## Task directions
Extend the passage below on estimation in survey data quality guidelines, picking up after its final sentence.

## Given passage
********

12-539 Data Quality Guidelines

Archived Content

Information identified as archived is provided for reference, research or recordkeeping purposes. It is not subject to the Government of Canada Web Standards and has not been altered or updated since it was archived. Please contact us to request a format other than those available.

Survey steps >

Estimation

Scope and purpose

Estimation is a process that approximates unknown population parameters using only that part of the population that is included in a sample. Inferences about these unknown parameters are then made, using the sampled data and associated design. Where population parameters are functions of population totals, their estimators are generally corresponding functions of the estimated population totals. Examples of parameters include simple descriptive statistics such as totals, means, ratios and percentiles, as well as more complicated analytical statistics such as regression coefficients.

********

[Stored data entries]
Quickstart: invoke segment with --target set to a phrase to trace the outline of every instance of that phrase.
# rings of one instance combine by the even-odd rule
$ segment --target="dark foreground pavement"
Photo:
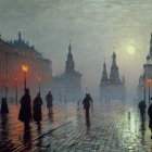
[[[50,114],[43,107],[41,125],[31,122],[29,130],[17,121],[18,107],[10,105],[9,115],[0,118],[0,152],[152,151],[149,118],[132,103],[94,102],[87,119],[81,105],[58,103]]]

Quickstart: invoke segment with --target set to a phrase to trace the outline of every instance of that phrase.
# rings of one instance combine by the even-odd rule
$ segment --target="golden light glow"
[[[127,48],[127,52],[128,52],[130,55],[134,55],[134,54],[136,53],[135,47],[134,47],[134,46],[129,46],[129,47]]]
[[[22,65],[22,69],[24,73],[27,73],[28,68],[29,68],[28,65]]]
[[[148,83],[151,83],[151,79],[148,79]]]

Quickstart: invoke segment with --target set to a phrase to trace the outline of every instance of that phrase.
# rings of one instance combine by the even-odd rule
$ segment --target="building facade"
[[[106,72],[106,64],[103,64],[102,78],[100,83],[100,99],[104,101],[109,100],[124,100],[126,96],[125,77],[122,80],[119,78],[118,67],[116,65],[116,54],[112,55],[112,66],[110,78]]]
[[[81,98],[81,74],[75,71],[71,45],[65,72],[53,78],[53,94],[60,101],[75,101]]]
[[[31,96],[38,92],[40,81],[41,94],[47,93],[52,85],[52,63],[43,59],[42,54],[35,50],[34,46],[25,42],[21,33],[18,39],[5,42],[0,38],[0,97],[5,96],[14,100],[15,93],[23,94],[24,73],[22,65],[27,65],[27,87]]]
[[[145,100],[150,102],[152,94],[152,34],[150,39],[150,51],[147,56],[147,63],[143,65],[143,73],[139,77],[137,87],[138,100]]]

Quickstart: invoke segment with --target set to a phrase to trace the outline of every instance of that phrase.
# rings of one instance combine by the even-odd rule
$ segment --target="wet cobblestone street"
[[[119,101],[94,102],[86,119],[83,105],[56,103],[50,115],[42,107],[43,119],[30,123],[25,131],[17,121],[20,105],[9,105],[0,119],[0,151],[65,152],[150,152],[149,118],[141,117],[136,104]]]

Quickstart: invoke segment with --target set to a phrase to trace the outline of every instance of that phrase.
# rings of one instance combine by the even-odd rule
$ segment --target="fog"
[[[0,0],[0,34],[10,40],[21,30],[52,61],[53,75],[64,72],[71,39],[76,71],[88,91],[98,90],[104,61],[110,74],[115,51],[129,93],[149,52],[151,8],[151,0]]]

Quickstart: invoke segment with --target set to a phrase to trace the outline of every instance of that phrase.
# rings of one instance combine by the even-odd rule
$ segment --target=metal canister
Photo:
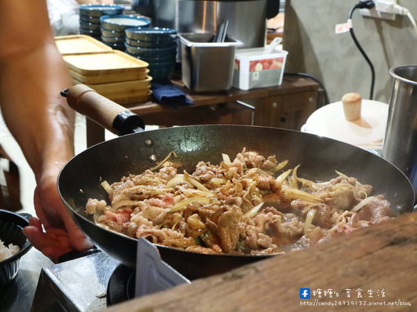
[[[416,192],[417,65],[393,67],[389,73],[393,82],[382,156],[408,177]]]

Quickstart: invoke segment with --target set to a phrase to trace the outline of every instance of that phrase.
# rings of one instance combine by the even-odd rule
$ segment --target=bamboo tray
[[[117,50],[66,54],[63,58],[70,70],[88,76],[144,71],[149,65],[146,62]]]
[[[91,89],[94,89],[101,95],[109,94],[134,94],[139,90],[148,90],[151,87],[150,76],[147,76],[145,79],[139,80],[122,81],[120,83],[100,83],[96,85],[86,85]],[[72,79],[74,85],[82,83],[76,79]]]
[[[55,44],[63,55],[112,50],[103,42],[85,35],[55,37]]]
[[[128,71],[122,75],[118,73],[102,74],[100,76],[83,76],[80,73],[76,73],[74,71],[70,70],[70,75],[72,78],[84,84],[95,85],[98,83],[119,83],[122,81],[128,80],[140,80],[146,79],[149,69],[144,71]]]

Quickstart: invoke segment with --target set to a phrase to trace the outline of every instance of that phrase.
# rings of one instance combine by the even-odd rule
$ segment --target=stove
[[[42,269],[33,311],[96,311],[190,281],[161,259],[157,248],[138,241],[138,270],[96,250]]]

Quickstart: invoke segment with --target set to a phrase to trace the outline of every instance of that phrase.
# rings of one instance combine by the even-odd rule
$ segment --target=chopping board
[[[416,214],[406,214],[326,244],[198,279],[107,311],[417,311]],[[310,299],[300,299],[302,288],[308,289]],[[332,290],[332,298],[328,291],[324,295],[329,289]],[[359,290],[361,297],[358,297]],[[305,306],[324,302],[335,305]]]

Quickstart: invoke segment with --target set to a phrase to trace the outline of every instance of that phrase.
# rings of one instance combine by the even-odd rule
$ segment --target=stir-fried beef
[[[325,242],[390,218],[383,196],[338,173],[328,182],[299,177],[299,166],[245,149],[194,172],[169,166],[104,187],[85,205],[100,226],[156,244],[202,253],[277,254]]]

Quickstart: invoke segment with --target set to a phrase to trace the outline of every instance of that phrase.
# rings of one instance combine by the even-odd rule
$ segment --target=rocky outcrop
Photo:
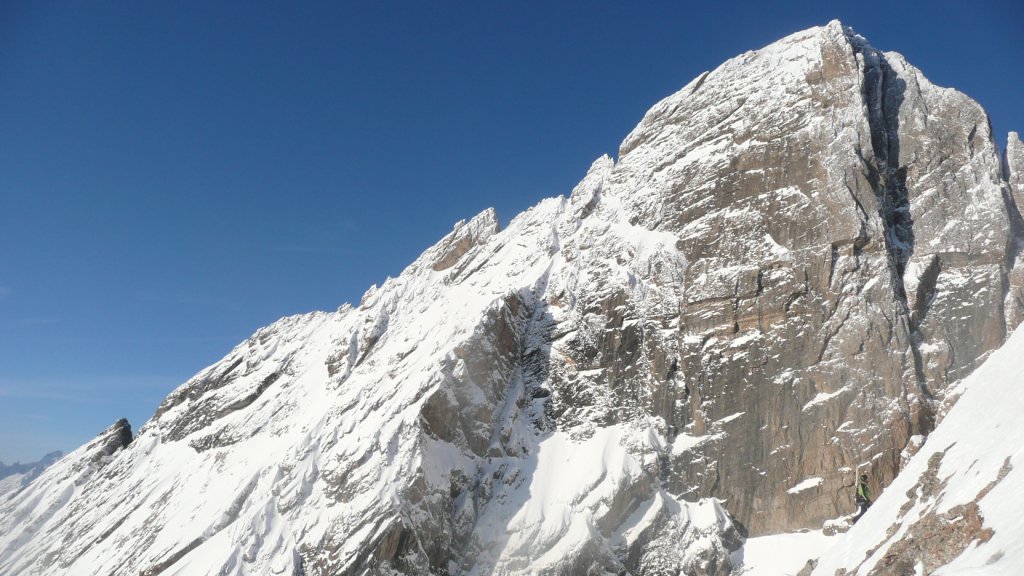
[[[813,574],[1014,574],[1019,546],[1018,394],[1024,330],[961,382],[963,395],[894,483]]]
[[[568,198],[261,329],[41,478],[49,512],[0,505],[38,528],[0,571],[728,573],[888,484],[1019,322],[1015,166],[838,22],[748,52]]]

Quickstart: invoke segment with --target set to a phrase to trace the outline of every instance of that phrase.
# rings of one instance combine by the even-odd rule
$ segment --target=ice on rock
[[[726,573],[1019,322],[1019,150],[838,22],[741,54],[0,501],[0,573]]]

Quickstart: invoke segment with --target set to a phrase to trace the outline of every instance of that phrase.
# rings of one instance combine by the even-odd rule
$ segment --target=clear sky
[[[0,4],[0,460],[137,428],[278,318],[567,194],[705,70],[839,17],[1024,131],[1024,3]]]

********

## Result of the exercise
Measures of precision are usually computed to evaluate the quality of a population parameter estimate and to obtain valid inferences. Although the quality of the computed estimates is in large part dependent on the preceding survey steps, the choice of an estimation method also plays an important role. In particular, auxiliary data can be used judiciously to improve the precision of these estimates.

Principles

A typical survey objective is to estimate a descriptive population quantity using the sample. The total survey error in the estimate is the amount by which the estimate differs from the true value of the quantity for the survey population (Thompson, 1997). The total survey error can be written as the sum of the sampling error and nonsampling error. The sampling error represents the error associated with estimating a parameter of interest using data from only a sample. Nonsampling errors reflect other reasons for having an imperfect estimator. These include coverage errors (imperfect frame), measurement errors and nonresponse errors.

The estimation method and the sampling design determine the properties of the sampling error. Criteria to evaluate the magnitude of the sampling error include the sampling bias and the sampling variance. Estimation methods that result in both the smallest bias and the smallest sampling variance should be chosen. Design consistency is another desirable property of an estimate.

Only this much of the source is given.